• Data shown:
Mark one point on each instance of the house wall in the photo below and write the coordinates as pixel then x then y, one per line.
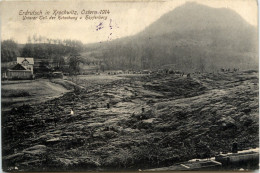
pixel 19 74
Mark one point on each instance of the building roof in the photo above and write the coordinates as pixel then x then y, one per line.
pixel 18 67
pixel 21 59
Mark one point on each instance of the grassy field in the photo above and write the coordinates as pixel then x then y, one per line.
pixel 134 122
pixel 17 93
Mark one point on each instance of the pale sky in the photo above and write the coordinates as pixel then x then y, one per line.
pixel 126 18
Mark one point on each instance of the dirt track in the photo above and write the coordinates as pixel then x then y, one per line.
pixel 151 121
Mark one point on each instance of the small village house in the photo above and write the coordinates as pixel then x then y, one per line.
pixel 22 70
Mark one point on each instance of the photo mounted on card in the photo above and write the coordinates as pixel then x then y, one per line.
pixel 129 85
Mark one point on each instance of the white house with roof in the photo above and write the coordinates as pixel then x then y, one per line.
pixel 22 70
pixel 26 62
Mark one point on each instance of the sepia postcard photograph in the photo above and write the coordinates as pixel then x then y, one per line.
pixel 127 85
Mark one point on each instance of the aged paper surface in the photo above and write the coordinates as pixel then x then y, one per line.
pixel 129 85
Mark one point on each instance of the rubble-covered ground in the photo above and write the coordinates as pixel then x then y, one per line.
pixel 134 122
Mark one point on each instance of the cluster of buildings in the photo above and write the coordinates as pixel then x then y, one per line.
pixel 20 69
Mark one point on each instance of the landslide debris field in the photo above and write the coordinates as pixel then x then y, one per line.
pixel 151 121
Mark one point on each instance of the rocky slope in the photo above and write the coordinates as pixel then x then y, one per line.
pixel 151 121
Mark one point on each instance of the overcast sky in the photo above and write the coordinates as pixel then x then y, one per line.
pixel 126 18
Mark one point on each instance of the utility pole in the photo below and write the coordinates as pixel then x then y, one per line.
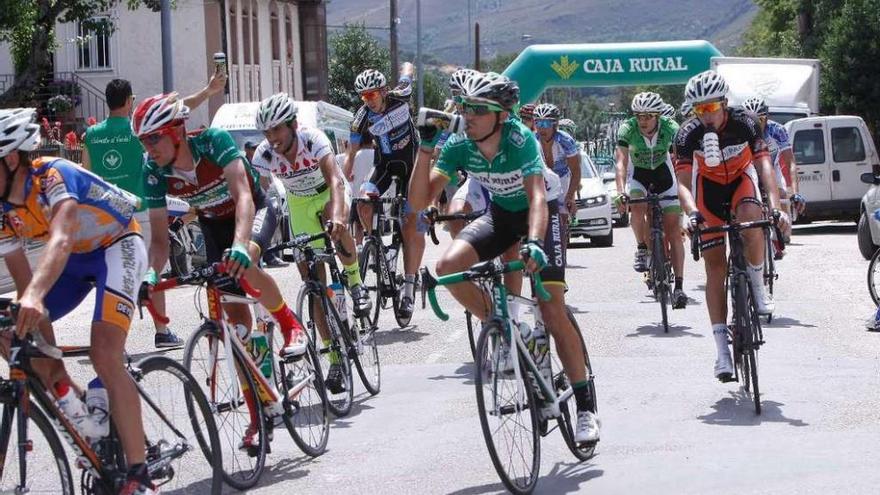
pixel 420 85
pixel 167 61
pixel 393 42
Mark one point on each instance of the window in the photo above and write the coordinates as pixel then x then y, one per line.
pixel 93 48
pixel 809 147
pixel 846 144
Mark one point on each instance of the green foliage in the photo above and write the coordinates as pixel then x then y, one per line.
pixel 352 51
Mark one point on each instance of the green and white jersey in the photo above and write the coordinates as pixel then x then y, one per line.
pixel 518 157
pixel 645 152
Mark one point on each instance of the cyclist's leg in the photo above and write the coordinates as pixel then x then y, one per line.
pixel 115 297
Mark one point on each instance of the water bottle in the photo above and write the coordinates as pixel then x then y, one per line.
pixel 74 409
pixel 339 300
pixel 711 149
pixel 259 347
pixel 98 403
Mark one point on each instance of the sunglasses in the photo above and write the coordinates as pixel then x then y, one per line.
pixel 712 106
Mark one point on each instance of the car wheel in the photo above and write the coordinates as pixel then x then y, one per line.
pixel 866 243
pixel 603 241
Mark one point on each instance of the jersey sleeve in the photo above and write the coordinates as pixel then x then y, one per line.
pixel 222 149
pixel 155 185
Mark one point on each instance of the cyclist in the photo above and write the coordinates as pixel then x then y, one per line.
pixel 561 154
pixel 303 159
pixel 782 157
pixel 92 239
pixel 207 170
pixel 644 165
pixel 501 154
pixel 385 117
pixel 715 194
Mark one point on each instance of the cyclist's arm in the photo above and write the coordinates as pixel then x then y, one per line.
pixel 535 191
pixel 236 176
pixel 620 168
pixel 62 232
pixel 158 248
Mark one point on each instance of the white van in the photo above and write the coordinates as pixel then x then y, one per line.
pixel 831 154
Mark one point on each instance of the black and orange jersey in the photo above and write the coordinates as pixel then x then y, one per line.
pixel 740 140
pixel 104 212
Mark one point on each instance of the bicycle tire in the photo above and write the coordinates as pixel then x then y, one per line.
pixel 340 403
pixel 586 450
pixel 200 418
pixel 233 415
pixel 301 415
pixel 370 265
pixel 874 278
pixel 63 483
pixel 487 374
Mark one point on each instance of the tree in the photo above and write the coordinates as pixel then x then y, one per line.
pixel 30 28
pixel 352 51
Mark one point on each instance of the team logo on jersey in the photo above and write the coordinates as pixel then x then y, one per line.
pixel 563 67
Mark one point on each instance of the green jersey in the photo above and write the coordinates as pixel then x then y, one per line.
pixel 644 152
pixel 518 157
pixel 117 156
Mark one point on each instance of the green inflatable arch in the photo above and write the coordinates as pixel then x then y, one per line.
pixel 608 64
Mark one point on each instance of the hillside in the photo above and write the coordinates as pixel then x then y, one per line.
pixel 503 22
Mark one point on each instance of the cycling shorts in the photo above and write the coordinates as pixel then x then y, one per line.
pixel 660 180
pixel 498 229
pixel 115 271
pixel 473 194
pixel 219 233
pixel 717 201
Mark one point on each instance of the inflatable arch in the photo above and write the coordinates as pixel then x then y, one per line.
pixel 608 64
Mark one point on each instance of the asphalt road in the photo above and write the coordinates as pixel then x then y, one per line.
pixel 667 425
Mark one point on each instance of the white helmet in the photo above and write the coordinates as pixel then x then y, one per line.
pixel 647 102
pixel 369 80
pixel 705 86
pixel 157 113
pixel 18 130
pixel 275 110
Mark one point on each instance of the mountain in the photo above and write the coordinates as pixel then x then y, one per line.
pixel 504 22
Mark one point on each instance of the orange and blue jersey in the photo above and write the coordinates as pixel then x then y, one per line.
pixel 104 212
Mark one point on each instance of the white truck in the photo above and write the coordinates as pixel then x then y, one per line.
pixel 790 86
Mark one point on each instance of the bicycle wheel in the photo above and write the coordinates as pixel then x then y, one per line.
pixel 874 278
pixel 169 397
pixel 568 408
pixel 234 400
pixel 508 413
pixel 48 470
pixel 371 278
pixel 329 352
pixel 300 383
pixel 366 355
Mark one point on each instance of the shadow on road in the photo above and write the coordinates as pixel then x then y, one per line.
pixel 739 410
pixel 464 372
pixel 656 331
pixel 563 478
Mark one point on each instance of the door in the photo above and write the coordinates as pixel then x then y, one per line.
pixel 848 160
pixel 808 146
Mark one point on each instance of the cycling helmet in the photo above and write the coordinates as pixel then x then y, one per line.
pixel 369 80
pixel 547 111
pixel 157 113
pixel 756 105
pixel 705 86
pixel 457 79
pixel 490 88
pixel 527 111
pixel 18 130
pixel 647 102
pixel 274 110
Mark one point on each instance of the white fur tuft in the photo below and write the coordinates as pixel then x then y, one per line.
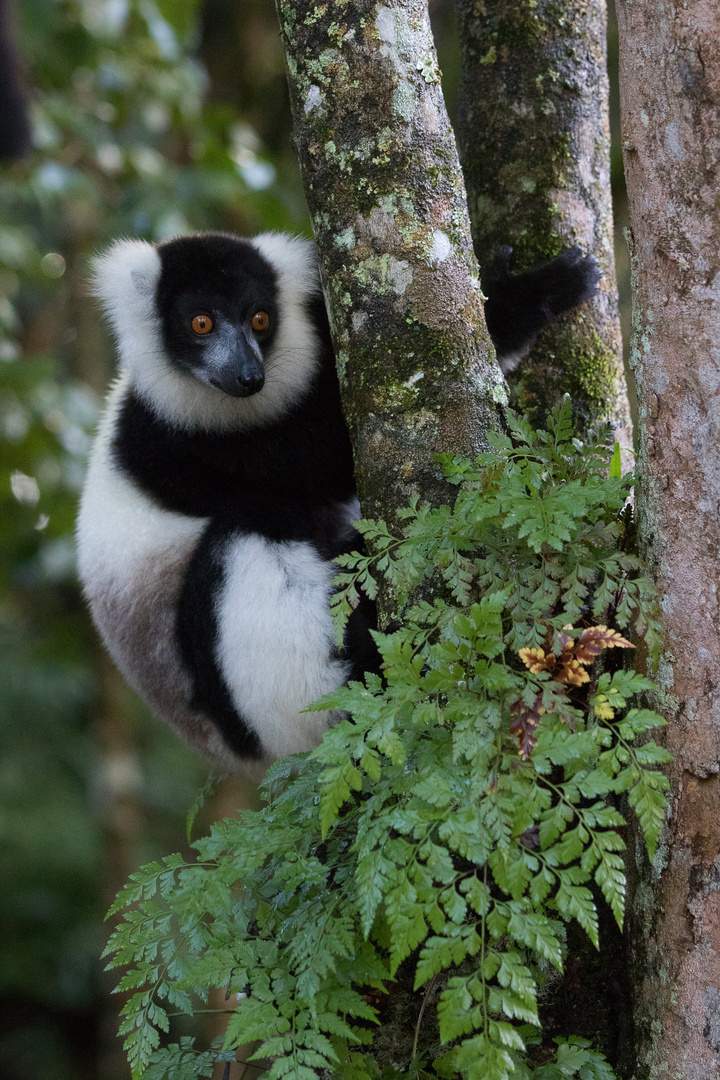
pixel 275 642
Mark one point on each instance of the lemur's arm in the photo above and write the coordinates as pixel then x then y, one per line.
pixel 518 306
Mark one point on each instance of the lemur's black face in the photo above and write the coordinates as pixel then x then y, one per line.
pixel 217 301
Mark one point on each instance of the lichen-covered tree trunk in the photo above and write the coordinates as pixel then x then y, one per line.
pixel 670 120
pixel 388 205
pixel 534 143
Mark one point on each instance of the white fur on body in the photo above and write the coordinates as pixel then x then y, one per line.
pixel 275 642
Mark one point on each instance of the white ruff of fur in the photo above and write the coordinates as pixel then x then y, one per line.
pixel 125 279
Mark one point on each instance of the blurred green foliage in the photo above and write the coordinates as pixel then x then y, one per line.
pixel 124 143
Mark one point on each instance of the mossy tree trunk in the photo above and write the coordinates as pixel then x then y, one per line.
pixel 534 143
pixel 389 212
pixel 670 120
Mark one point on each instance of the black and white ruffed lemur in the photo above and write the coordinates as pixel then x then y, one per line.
pixel 220 485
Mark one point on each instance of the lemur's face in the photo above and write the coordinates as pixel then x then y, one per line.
pixel 217 302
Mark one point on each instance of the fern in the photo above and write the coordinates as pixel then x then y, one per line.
pixel 449 829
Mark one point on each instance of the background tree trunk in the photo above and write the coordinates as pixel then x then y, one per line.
pixel 534 143
pixel 670 117
pixel 388 205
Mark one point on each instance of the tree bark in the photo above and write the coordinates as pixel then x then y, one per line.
pixel 534 143
pixel 670 119
pixel 388 206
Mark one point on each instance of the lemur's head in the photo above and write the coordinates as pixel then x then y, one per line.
pixel 216 332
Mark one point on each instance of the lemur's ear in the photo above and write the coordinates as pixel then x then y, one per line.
pixel 124 279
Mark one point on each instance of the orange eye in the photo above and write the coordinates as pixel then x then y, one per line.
pixel 202 324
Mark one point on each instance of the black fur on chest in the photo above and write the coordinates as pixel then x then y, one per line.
pixel 265 480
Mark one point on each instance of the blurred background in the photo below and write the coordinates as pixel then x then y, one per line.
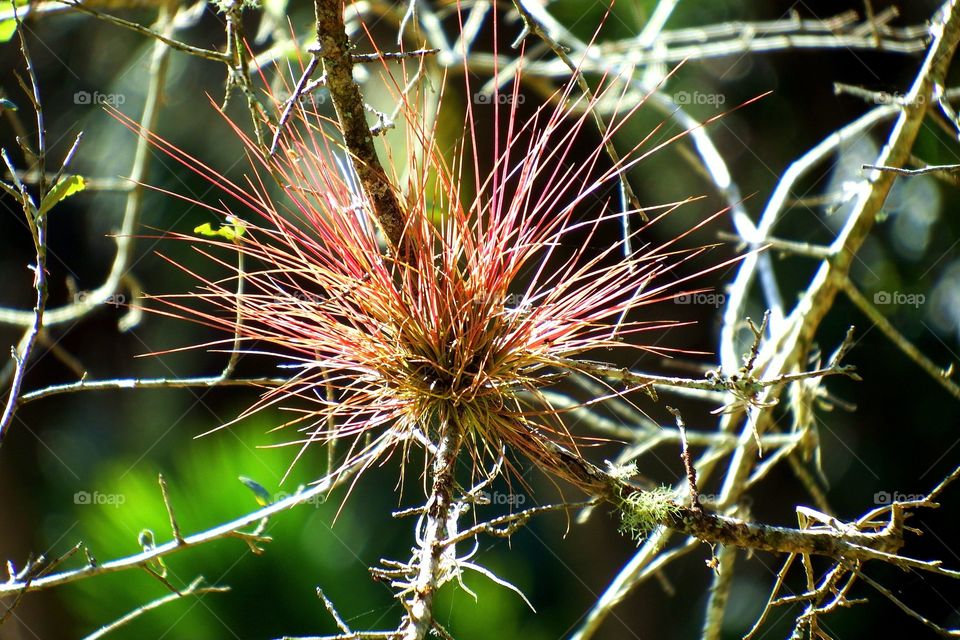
pixel 84 466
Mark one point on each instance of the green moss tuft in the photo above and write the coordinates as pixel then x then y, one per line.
pixel 642 511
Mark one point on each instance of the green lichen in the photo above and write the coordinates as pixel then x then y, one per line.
pixel 642 511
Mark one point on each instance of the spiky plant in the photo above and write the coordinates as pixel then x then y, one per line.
pixel 497 289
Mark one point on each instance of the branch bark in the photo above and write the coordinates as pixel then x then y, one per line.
pixel 348 103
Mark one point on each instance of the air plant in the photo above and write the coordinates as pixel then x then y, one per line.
pixel 497 290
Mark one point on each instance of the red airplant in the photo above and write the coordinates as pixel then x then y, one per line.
pixel 499 288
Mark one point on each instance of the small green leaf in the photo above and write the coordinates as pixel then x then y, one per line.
pixel 63 189
pixel 230 231
pixel 7 29
pixel 260 493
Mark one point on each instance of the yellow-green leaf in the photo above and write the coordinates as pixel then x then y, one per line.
pixel 63 189
pixel 230 231
pixel 260 492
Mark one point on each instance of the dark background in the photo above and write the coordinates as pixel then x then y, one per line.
pixel 902 437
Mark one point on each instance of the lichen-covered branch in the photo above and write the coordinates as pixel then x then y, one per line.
pixel 348 102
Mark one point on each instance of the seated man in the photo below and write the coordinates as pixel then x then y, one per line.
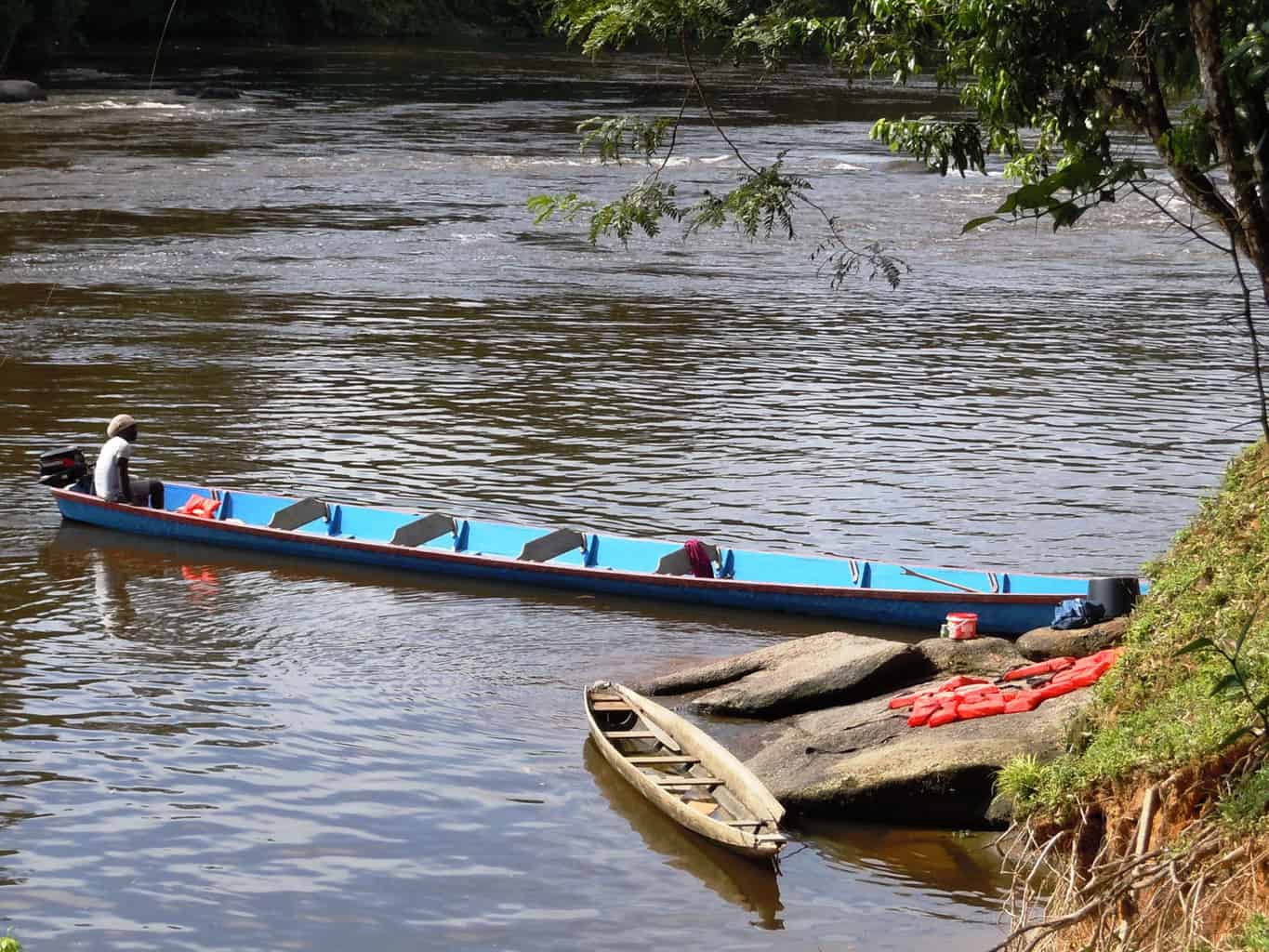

• Set exercise:
Select and copy every line of the data above that contains the string "cyclist", matching its case exactly.

• Solution to the exercise:
Mark one point on each instance of the cyclist's leg in the photo above and write the coordinates as pixel then x then y, one per line.
Mark one point on each instance of the cyclist in the photo above and write the coordinates as pixel then x then y, one per line.
Mark one point on each instance of the cyclist's arm in the photo above and write the coordinates as pixel then x then y, one per line.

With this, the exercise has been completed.